[EXERCISE PROMPT]:
Write the data out again so that it matches word for word.

[RECORDS PROVIDED]:
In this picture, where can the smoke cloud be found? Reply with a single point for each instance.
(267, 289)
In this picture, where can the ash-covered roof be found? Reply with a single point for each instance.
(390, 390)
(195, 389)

[RESULT FOR THIS TASK]:
In this picture, where can the smoke cloud be found? Reply with a single point for each instance.
(267, 289)
In this picture, where can the ash-covered roof be found? Reply with a single point for each instance.
(390, 390)
(195, 389)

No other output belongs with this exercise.